*Exercise directions:* Copy the entries below exactly, but only from the line containing "Practice step: locate the young" through the final line.
□ □ □ □
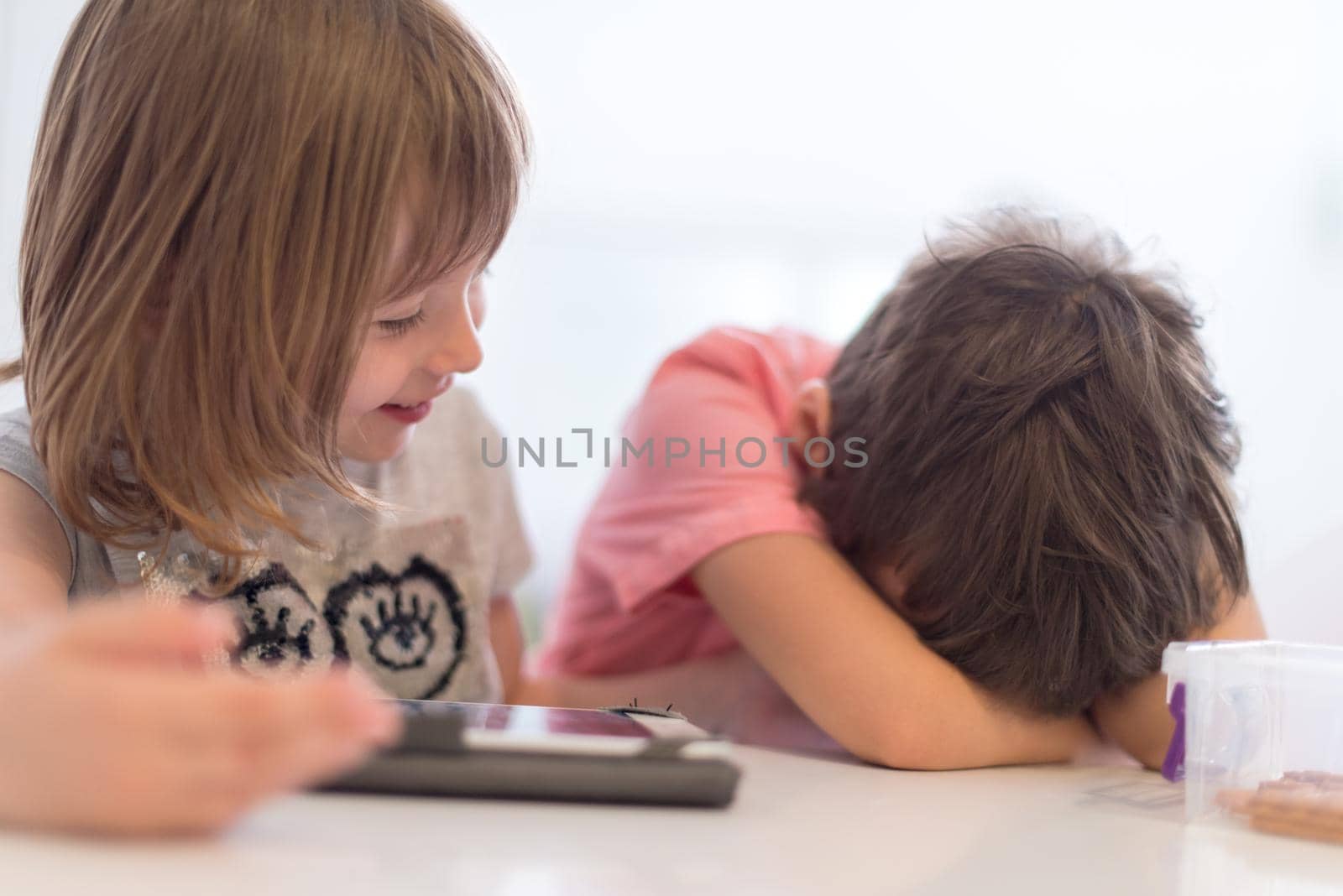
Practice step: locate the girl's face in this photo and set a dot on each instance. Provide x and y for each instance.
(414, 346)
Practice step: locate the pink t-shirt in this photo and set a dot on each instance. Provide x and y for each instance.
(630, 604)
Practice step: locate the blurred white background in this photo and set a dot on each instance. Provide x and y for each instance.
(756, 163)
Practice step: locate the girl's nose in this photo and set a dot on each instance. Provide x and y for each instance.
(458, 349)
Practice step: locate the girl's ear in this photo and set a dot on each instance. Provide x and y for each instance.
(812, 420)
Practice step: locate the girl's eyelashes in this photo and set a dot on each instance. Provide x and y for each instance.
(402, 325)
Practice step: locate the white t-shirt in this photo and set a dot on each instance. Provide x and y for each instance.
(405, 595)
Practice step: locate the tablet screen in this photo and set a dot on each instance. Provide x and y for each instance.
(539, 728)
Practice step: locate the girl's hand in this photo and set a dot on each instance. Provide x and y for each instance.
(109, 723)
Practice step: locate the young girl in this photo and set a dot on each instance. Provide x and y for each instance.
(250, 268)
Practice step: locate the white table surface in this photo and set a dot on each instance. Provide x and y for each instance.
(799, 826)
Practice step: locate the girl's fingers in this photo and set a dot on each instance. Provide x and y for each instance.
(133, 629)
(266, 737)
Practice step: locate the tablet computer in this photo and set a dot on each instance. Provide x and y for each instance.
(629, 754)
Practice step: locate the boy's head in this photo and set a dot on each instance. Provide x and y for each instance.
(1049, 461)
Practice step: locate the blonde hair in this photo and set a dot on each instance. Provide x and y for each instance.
□ □ □ □
*Solution:*
Practice step: locate the young girl in this photo and set a dot on each instance. Provide x and y for each instance.
(250, 268)
Practice step: locate the white table surface in this photo and set a dot on each instance. Provide x and y for each instance.
(799, 826)
Practice step: locate the girl's fingers in this photo and set a dot on each instance. Provide x and y for each instance.
(133, 629)
(266, 737)
Practice step: locate the tablet computer in this photo and set a dot on each instance. Provide x and y for each instance.
(629, 754)
Practice step: locate the boy's head in this photo and set a dot on each instance. Provide x and y for each instance.
(1049, 461)
Practice step: locate the blonde hair in this photo and set a dot on each instance. Provide x and y for each instance.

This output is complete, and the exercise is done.